Segment Start: DATASET
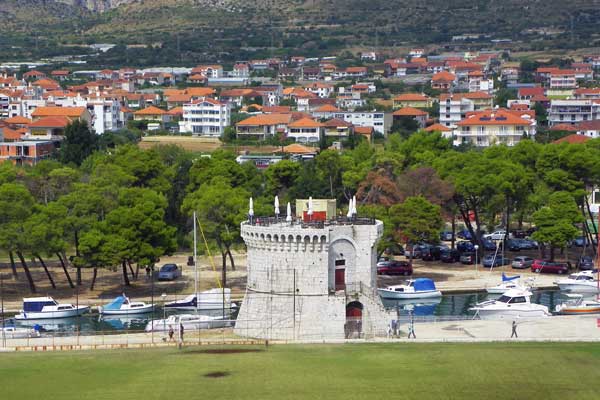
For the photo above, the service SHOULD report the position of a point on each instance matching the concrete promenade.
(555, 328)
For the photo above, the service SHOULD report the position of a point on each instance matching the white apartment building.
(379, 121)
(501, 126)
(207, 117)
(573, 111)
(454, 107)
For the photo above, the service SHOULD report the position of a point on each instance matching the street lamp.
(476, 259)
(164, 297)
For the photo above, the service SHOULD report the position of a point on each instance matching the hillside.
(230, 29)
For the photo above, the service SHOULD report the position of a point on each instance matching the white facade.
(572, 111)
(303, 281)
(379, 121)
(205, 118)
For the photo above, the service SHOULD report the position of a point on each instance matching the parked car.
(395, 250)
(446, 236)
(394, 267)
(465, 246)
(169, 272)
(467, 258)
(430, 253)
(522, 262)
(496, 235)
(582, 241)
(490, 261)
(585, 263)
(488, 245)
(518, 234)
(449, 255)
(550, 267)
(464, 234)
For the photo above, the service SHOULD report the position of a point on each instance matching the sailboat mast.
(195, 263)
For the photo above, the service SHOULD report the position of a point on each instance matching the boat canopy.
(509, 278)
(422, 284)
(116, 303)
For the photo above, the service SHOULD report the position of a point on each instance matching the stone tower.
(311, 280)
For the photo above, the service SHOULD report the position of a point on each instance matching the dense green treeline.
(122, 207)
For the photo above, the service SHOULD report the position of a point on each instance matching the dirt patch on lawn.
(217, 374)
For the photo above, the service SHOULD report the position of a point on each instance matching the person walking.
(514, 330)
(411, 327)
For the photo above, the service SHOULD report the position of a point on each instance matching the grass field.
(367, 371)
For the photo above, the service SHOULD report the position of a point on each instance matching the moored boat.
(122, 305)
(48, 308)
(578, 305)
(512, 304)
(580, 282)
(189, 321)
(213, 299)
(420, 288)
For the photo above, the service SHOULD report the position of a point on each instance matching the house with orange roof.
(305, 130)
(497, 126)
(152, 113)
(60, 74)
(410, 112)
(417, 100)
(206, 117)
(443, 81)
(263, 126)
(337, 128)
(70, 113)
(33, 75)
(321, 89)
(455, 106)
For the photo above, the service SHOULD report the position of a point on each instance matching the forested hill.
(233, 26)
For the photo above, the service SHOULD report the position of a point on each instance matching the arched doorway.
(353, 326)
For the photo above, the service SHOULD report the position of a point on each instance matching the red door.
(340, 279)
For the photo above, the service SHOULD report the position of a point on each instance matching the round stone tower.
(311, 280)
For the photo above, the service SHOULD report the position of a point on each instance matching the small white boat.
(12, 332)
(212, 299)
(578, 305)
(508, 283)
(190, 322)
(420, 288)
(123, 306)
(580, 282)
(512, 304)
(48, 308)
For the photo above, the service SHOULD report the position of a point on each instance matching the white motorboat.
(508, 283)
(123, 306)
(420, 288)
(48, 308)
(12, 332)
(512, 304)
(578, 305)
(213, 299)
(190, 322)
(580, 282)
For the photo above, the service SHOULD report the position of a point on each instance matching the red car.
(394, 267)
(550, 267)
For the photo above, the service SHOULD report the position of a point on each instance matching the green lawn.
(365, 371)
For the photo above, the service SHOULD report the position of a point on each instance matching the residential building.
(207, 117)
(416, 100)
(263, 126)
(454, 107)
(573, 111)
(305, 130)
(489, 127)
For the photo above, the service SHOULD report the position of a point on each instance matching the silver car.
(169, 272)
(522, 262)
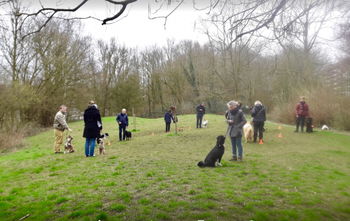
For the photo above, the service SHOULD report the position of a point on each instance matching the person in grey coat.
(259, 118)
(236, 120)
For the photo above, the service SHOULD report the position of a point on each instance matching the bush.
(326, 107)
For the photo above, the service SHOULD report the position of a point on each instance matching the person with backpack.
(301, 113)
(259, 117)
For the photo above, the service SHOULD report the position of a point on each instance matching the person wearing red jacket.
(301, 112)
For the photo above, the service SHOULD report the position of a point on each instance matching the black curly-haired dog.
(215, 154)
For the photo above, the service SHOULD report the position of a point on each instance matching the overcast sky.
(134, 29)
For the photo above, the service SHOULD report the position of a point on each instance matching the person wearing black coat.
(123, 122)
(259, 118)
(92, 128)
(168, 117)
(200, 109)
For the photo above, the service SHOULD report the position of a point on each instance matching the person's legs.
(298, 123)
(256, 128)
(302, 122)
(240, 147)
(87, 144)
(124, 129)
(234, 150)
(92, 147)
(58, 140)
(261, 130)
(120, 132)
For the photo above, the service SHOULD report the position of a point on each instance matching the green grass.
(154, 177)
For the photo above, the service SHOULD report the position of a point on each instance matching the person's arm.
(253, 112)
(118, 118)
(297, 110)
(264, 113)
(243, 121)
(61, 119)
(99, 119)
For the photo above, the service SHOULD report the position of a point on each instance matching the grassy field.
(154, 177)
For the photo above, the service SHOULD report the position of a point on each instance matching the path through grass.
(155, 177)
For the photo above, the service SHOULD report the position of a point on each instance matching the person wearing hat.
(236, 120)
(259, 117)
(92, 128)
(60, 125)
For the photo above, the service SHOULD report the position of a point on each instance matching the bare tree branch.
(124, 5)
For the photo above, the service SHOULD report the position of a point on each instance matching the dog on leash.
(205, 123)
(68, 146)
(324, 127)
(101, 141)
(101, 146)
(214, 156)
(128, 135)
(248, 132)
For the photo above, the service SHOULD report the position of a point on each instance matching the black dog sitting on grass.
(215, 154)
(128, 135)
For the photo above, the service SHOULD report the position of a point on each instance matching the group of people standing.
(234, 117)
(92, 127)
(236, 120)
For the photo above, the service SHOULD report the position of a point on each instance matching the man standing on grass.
Segment End: DATASET
* PROMPT: Copy every line above exactly; images stay out.

* EXERCISE RESULT:
For the photo above, the service SHOULD report the position of a point on each instance matching the concrete promenade.
(555, 328)
For the photo above, the service SHOULD report the position of a point on each instance matching the white apartment building.
(379, 121)
(501, 126)
(207, 117)
(573, 111)
(454, 107)
For the photo above, the service SHOULD report the position of a point on each instance matching the street lamp.
(476, 259)
(164, 297)
For the photo above, the service SHOULD report the position of a point on each instance matching the hillside.
(230, 29)
For the photo above, the service SHOULD report the position of a point on each instance matching the white facade.
(572, 111)
(303, 281)
(379, 121)
(205, 118)
For the photo above, the service SHOULD report the position of a point on each instance matching the parked car.
(395, 250)
(446, 236)
(394, 267)
(465, 246)
(169, 272)
(467, 258)
(430, 253)
(522, 262)
(496, 235)
(582, 241)
(490, 261)
(585, 263)
(488, 245)
(518, 234)
(449, 255)
(550, 267)
(464, 234)
For the photo above, the service SHOULD report the position of a point on each instance matching the sailboat mast.
(195, 263)
For the photo above, the service SHOULD report the position of a point on each instance matching the boat canopy.
(509, 278)
(422, 284)
(116, 303)
For the photo above, the service SHOULD report the position of a point on each instance matching the stone tower.
(311, 280)
For the photo above, the service SHOULD report the position of a point on each instance matching the dense green treeline.
(122, 207)
For the photo above, the service SHOULD report the position of a point on each instance matching the dirt patch on lawn.
(217, 374)
For the photo above, the service SHOULD report the position of a point on each instance matching the person walking.
(514, 330)
(411, 327)
For the photo above, the service SHOULD report the position of a point on each instance matching the grass field.
(367, 371)
For the photo above, the service SHOULD report the position of a point on each instance matching the moored boat.
(122, 305)
(48, 308)
(578, 305)
(512, 304)
(580, 282)
(189, 321)
(213, 299)
(420, 288)
For the photo above, the service SHOULD report the position of a point on each instance matching the house with orange roof.
(305, 130)
(497, 126)
(152, 113)
(60, 74)
(410, 112)
(417, 100)
(206, 117)
(443, 81)
(263, 126)
(337, 128)
(70, 113)
(33, 75)
(321, 89)
(455, 106)
For the photo above, the service SHOULD report the position of a point on each instance matching the forested hill.
(233, 26)
For the photo above, the service SHOULD report the position of a point on each instance matching the arched doorway.
(353, 326)
For the photo above, the service SHOULD report the position of a point on each instance matching the red door.
(340, 279)
For the photo above, the service SHOULD report the position of a point on each instance matching the round stone tower.
(311, 280)
For the photo above, the service SHOULD report the position of a point on each instance matching the small white boat.
(12, 332)
(212, 299)
(578, 305)
(508, 283)
(190, 322)
(420, 288)
(123, 306)
(580, 282)
(512, 304)
(48, 308)
For the photo above, the service SHOULD report the position of a point on each instance matching the white motorboat.
(508, 283)
(123, 306)
(420, 288)
(48, 308)
(12, 332)
(512, 304)
(578, 305)
(213, 299)
(190, 322)
(580, 282)
For the photo above, the service SHOULD report the position of a point on each instance matching the red car.
(394, 267)
(550, 267)
For the photo above, the service SHOULD report the position of a point on each instance matching the green lawn.
(365, 371)
For the photo above, the service SHOULD report the position of a point on each instance matching the residential building.
(207, 117)
(416, 100)
(263, 126)
(454, 107)
(573, 111)
(305, 130)
(489, 127)
For the photo above, the service SHOULD report the position of a point on each instance matching the silver car.
(169, 272)
(522, 262)
For the photo above, the service SHOULD report the position of a point on each instance matching the person in grey coat.
(259, 118)
(236, 120)
For the photo above, the service SHOULD report the position of a point on each instance matching the bush.
(326, 107)
For the photo above, the service SHOULD report the position of a point on each instance matching the person with backpack.
(301, 113)
(259, 117)
For the photo above, the service SHOULD report the position of a point on each instance matching the person wearing red jacket.
(301, 112)
For the photo above, the service SHOULD report the position of a point on each instance matching the black curly-haired dog.
(215, 154)
For the photo above, the service SHOULD report the position of a point on each instance matching the overcast sky.
(134, 29)
For the photo above, the service SHOULD report the position of a point on each instance matching the person wearing black coat.
(123, 122)
(259, 118)
(92, 128)
(168, 117)
(200, 109)
For the photo above, the service SHOULD report the position of a point on each instance matching the person's legs.
(298, 123)
(256, 128)
(302, 122)
(240, 147)
(87, 144)
(124, 129)
(234, 150)
(92, 147)
(58, 140)
(261, 130)
(120, 132)
For the photo above, the service SHOULD report the position of a point on each instance matching the green grass.
(154, 177)
For the photo above, the service SHOULD report the position of a point on each instance matching the person's arm.
(253, 112)
(118, 118)
(297, 110)
(264, 113)
(243, 121)
(61, 119)
(99, 119)
For the photo above, the service SHOULD report the position of a point on each instance matching the grassy field.
(154, 177)
For the photo above, the service SHOULD report the position of a point on each instance matching the path through grass.
(155, 177)
For the photo above, the service SHOULD report the position of a point on each instance matching the person wearing hat.
(236, 120)
(259, 117)
(92, 128)
(60, 125)
For the photo above, the service SHOULD report the position of a point on each instance matching the bare tree branch.
(124, 5)
For the photo above, the service SHOULD report the position of a point on each instance matching the dog on leash.
(205, 123)
(68, 146)
(324, 127)
(101, 141)
(101, 146)
(214, 156)
(128, 135)
(248, 132)
For the photo above, the service SHOULD report the position of a point on each instance matching the black dog sitting on grass.
(215, 154)
(128, 135)
For the photo above, the service SHOULD report the position of a point on each instance matching the group of people standing.
(234, 117)
(92, 127)
(236, 120)
For the photo above, the service SHOULD report the position of a point on each instance matching the man standing on grass.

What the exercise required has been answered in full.